==== MATERIAL FOR THE TASK

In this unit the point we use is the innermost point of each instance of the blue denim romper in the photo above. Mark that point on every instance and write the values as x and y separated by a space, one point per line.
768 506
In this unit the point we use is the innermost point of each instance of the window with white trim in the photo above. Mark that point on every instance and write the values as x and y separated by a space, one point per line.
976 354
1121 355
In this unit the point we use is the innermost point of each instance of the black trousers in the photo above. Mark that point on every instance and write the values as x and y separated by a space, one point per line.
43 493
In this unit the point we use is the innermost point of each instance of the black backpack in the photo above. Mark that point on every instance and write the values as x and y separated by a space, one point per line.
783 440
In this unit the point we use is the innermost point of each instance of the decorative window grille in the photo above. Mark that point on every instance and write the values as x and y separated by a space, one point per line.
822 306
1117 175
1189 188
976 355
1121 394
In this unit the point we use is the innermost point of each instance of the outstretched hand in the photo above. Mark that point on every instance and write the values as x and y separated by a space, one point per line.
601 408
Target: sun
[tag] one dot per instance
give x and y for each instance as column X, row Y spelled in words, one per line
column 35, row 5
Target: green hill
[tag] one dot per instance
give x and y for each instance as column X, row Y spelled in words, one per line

========

### [EXERCISE OBJECTIVE]
Reproduce each record exactly, leaving nothing out.

### [EXERCISE SOLUTION]
In this unit the point we use is the innermost point of each instance of the blue denim romper in the photo above. Mark that point on every instance and write the values as x and y separated by a space, one point per line.
768 506
In this unit the point we use is the innermost point of each instance of the window with white trim in the photo above. Mark that point on every instance and write the values as x and y separated by a space, one point per line.
976 354
1121 355
In this unit the point we use is the innermost point of each instance of the black trousers in the photo above. Mark that point on every instance and write the values as x and y separated by a space, one point per line.
43 493
In this unit the point we use is the innermost point of each instance of the black backpack in the photo above. Mark that point on every instance and write the values as x and y separated by a space, one point per line.
783 440
In this unit the point we use is the innermost point of each instance of the decorative window grille in the photo above. Mark that point on every instance and write the values as x and y separated by a space, one point per line.
822 306
1117 175
1189 188
976 355
1121 394
In this unit the point we use is the innermost point of each instance of the outstretched hand in the photo above. Mark that point on every instance and write the values as x and y separated by a space, one point per line.
601 408
Target: sun
[tag] one dot per instance
give x and y for each instance as column X, row Y spelled in words, one per line
column 35, row 5
Target: green hill
[tag] one dot per instance
give x and y for each instance as column X, row Y spelled in words, one per line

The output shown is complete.